* [Your task]: In the rows below, swap each "mast" for "pole" and leave all other text unchanged.

* [Data shown]:
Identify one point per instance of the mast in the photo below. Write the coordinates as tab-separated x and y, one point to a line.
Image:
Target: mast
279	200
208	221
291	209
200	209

* [Task result]:
Identify one point per instance of the pole in the photo below. Write the coordinates as tab-separated x and y, one point to a line.
Image:
Target: pole
279	200
208	221
291	209
200	209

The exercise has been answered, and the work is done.